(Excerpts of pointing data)
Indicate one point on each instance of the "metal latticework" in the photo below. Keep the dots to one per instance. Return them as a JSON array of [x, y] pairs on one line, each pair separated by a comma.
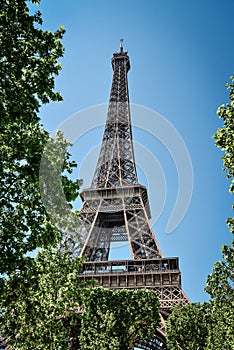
[[116, 208]]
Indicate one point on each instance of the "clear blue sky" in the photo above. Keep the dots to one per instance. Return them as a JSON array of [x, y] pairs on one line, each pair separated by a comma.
[[182, 55]]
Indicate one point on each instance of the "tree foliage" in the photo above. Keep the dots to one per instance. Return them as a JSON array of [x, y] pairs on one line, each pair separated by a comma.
[[115, 320], [216, 317], [187, 327], [41, 305], [28, 65]]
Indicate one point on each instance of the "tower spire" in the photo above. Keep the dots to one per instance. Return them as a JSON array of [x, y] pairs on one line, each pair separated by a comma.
[[121, 46], [116, 163], [116, 209]]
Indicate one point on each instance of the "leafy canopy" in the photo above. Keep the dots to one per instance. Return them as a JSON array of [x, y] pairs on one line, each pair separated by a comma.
[[211, 325], [28, 65]]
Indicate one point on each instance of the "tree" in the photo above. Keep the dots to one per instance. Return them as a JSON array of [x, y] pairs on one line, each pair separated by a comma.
[[116, 319], [187, 327], [221, 282], [217, 317], [41, 305], [28, 65]]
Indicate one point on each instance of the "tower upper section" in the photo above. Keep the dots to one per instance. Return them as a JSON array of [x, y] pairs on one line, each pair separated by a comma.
[[116, 164]]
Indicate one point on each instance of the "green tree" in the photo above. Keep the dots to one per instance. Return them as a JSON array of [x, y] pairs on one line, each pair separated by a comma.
[[41, 305], [216, 317], [116, 319], [221, 282], [187, 327], [28, 65]]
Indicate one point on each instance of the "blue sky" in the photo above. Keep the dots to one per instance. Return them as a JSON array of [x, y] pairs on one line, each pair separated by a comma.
[[181, 55]]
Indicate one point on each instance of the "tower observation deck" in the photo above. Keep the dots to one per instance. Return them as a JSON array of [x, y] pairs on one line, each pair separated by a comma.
[[116, 209]]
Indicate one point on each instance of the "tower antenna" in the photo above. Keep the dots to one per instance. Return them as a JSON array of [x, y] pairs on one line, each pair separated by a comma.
[[121, 45]]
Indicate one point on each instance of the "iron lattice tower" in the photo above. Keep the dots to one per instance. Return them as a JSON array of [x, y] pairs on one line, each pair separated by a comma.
[[116, 208]]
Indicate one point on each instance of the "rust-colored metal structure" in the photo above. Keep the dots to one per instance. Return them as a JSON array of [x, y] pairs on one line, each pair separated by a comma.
[[116, 208]]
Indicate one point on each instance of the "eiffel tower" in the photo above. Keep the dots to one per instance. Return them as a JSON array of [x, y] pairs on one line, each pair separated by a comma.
[[116, 209]]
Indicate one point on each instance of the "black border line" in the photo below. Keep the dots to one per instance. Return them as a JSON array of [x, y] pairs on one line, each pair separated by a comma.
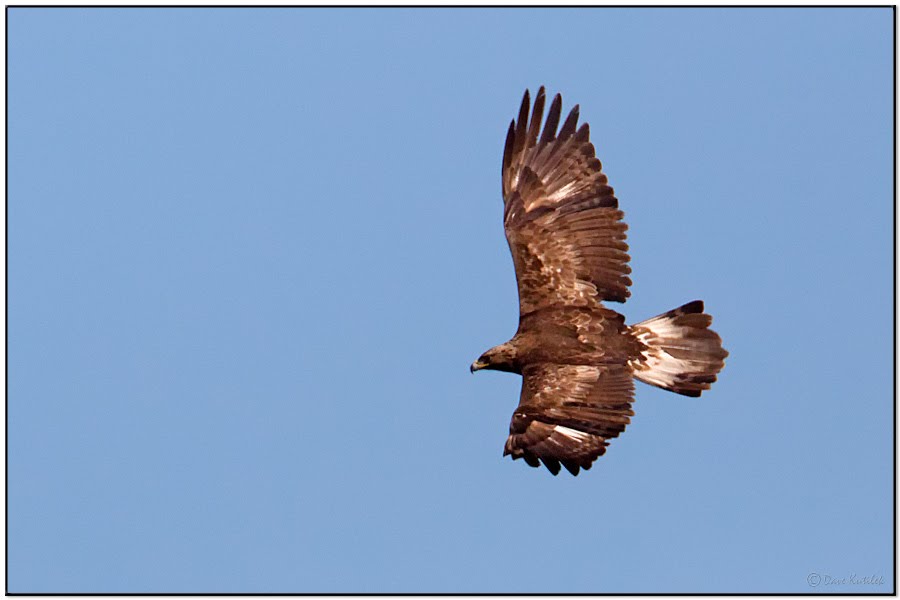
[[893, 7]]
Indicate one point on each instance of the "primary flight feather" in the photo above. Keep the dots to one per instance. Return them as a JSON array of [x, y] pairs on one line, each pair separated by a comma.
[[578, 359]]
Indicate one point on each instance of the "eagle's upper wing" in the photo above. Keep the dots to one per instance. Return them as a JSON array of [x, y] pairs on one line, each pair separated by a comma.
[[567, 413], [561, 218]]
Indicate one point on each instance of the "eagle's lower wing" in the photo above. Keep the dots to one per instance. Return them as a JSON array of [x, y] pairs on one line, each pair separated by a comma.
[[561, 218], [567, 413]]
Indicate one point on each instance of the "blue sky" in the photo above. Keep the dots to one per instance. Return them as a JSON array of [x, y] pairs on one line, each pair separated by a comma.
[[252, 254]]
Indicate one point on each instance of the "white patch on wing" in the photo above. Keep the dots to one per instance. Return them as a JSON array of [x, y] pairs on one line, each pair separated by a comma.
[[573, 434]]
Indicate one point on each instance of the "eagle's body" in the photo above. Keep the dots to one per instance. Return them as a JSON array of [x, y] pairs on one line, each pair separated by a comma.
[[578, 358]]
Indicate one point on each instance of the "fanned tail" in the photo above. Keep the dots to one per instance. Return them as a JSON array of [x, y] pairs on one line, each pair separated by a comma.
[[682, 354]]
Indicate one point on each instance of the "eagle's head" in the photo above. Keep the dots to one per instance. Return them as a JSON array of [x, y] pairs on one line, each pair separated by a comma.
[[498, 358]]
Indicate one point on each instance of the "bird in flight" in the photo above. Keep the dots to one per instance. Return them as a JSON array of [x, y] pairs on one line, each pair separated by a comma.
[[577, 358]]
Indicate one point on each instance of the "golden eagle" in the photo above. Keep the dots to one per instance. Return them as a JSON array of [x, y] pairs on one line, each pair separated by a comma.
[[578, 359]]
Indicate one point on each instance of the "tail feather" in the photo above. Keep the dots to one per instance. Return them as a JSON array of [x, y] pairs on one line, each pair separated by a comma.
[[681, 353]]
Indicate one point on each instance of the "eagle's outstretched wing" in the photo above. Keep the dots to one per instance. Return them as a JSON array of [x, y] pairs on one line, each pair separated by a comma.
[[567, 413], [560, 215]]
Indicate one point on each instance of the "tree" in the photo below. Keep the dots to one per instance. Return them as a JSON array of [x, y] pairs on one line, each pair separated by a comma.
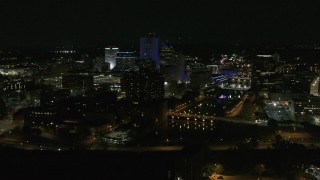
[[259, 169], [218, 168]]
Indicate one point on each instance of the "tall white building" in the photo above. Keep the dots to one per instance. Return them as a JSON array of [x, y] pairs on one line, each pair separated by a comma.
[[111, 55], [314, 87]]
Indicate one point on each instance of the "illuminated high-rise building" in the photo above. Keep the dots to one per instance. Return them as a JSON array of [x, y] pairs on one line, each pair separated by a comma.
[[314, 87], [142, 85], [149, 49], [111, 55], [125, 61]]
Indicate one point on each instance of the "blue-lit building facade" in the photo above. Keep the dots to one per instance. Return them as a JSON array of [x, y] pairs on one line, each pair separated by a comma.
[[149, 49]]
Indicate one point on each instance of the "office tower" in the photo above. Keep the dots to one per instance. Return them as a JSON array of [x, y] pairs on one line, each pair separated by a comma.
[[314, 87], [142, 85], [149, 49], [125, 60], [110, 56]]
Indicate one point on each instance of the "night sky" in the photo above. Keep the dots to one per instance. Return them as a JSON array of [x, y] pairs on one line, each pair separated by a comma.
[[51, 23]]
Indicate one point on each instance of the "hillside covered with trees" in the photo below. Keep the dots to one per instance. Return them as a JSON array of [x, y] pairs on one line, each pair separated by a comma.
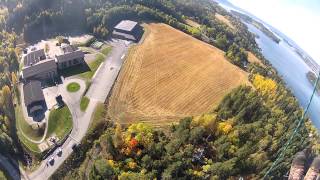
[[240, 138]]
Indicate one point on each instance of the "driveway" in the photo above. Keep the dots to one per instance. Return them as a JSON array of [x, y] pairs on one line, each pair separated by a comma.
[[108, 72], [14, 172], [99, 90]]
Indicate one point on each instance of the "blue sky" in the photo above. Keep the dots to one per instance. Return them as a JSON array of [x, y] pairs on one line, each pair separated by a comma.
[[298, 19]]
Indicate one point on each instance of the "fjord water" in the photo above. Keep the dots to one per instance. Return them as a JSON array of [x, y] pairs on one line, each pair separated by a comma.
[[293, 71]]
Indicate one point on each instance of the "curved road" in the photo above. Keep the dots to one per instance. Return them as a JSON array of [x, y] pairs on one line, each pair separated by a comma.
[[100, 88]]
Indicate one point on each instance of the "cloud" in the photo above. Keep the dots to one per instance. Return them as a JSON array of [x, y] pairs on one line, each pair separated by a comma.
[[297, 19]]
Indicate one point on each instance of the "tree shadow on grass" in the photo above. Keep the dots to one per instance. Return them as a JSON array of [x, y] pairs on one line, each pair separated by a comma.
[[74, 70]]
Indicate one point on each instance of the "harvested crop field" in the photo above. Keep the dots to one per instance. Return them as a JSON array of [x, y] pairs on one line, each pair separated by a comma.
[[253, 59], [169, 76]]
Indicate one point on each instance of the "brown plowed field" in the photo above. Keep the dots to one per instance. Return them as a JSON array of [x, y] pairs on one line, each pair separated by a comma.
[[169, 76]]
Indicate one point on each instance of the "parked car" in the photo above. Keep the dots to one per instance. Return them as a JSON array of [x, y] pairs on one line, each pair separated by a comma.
[[59, 151]]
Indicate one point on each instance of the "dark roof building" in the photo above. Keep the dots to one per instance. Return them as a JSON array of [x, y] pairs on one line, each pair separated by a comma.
[[33, 57], [45, 69], [126, 26], [70, 57], [33, 97], [128, 30]]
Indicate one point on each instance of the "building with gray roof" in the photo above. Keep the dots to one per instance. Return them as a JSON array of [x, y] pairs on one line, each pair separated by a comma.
[[33, 97], [43, 70], [70, 58], [33, 57], [128, 30]]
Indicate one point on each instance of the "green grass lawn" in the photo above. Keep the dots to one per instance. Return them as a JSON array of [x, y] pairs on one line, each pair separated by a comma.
[[106, 50], [84, 103], [98, 116], [93, 67], [32, 147], [73, 87], [23, 126], [60, 122]]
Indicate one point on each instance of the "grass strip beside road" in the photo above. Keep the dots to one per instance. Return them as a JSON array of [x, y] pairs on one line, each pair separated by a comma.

» Instruction:
Locate every line in the records that contains the word "white" and copy each one. Case counts.

» Worked solution:
Indicate one point on each instance of the "white patch on wing" in the photo above. Keep the dots to one per instance. Return them as a JSON array of [x, y] pairs on one line, each pair separated by a comma.
Indicate one point on each instance of the "tall white building" in the photo above. Keep the dots to one per instance. Return them as a JSON array of [x, y] pairs on one line, each pair separated by a comma.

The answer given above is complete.